▸ Given request 1
Show every line of the records below that contains the word "police", copying each one in full.

▸ Supplied text
+++++

When wishful thinking meets physics, physics wins.  Politicians in Germany and Great Britain thought wind could generate needed electricity.  They shuttered natural gas, coal, and nuclear backups and went all in on windmills.  Their wishful thinking will be painful for constituents this winter.

Closer to home, California and Texas grid failures show that intermittent Green energy causes blackouts.  Mississippians must be slow learners because EntergyMS just built a new solar plant in the Delta and schemes to build nine more.  None are needed to meet customer demand (which isn’t growing).

The plant was shilled as virtuous Green electricity to make Mississippians feel good and as bait to lure out-of-state virtue seeking investors.  However, its Green electricity will be exported to northern states or Canada. Entergy’s Mississippi customers will pay for the plant.  Some may feel good to pay for others’ electricity.  Most probably won’t.

+++++

▸ Given information
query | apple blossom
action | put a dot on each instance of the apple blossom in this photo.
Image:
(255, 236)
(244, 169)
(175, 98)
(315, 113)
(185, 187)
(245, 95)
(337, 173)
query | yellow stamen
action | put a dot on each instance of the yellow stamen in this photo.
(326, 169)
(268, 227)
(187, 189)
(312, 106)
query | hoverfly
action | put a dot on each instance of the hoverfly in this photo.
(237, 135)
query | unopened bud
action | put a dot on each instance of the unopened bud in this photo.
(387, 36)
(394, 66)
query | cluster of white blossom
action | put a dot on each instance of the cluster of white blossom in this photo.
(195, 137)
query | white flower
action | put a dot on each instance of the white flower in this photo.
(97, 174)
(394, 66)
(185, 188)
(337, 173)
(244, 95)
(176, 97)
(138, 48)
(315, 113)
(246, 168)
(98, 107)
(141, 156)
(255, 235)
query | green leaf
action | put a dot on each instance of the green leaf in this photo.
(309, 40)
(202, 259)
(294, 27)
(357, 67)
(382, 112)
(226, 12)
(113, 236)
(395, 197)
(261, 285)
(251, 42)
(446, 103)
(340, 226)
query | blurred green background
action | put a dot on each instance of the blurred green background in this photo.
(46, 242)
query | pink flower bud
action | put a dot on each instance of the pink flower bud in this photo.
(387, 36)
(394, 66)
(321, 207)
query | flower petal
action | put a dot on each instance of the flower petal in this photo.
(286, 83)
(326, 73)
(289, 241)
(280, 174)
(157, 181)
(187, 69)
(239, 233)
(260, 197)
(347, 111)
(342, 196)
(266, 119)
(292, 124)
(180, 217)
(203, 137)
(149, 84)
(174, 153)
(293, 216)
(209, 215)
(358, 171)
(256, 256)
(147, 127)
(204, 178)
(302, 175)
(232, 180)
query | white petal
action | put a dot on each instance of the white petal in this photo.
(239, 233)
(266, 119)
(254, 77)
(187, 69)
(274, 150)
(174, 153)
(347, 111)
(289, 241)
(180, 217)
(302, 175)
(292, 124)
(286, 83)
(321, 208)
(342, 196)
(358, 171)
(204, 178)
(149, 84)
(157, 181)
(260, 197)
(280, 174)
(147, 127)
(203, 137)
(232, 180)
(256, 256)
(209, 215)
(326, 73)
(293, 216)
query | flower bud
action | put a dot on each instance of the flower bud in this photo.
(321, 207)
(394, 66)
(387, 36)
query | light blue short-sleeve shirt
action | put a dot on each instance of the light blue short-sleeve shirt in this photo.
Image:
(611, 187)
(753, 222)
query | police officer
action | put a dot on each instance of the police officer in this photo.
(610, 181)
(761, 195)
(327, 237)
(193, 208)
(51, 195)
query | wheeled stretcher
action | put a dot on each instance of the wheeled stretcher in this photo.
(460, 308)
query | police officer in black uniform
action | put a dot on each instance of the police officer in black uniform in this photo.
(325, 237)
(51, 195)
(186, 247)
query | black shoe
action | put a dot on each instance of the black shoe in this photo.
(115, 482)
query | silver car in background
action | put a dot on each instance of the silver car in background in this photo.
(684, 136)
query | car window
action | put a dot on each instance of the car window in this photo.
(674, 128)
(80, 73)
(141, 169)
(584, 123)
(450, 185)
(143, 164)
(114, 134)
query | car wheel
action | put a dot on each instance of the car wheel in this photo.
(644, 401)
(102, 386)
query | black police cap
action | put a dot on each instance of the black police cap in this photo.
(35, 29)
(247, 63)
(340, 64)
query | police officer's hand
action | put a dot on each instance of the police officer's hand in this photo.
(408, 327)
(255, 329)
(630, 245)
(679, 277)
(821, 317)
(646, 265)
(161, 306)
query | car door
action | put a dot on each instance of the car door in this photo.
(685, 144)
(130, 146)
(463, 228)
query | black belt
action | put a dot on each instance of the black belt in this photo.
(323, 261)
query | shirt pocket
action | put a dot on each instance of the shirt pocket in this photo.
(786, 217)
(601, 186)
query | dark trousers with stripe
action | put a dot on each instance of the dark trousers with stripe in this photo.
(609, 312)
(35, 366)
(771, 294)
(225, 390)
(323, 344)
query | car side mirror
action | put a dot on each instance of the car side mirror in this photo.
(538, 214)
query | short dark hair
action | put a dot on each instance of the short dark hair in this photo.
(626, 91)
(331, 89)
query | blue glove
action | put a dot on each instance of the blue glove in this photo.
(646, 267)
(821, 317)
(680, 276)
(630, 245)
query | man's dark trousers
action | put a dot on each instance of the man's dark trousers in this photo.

+++++

▸ Given request 2
Resume the commentary on wind and solar power above, picking up after its last sentence.

▸ Exercise output 1
query | police officer
action | put a dot on each instance of the police officer in this photo.
query | police officer in black uniform
action | put a dot on each instance of the police officer in black uniform in this photo.
query | black police cap
action | put a dot on each instance of the black police cap in this photo.
query | police officer's hand
action | put a dot on each instance of the police officer's hand in this photo.

▸ Exercise output 2
The Public Service Commission enabled the plant and makes Mississippians pay for it.  Say what?  You thought the PSC’s job is to regulate utility monopolies and see that customers get reliable affordable electricity.  And instead, it lets utilities build unneeded plants and makes customers pay for them.  And has done it for years.

You remember when the PSC enabled Mississippi Power’s Kemper County Lignite Plant.  That fiasco began in 2009 when two wishful thinking PSC commissioners said a $1.5 billion experimental plant was needed – even though there was no demand for its electricity, then or now.  (The third commissioner opposed the experiment.)

That experiment cost $7 billion.  It failed to convert lignite to synthetic natural gas.  The plant wouldn’t run.  At all.  But the PSC made customers pay $1.3 billion (twice the cost of a new plant) to modify part of the failure to run on natural gas.  Now, two commissioners want to shut down an operating coal plant to create a need for the modified failure’s electricity.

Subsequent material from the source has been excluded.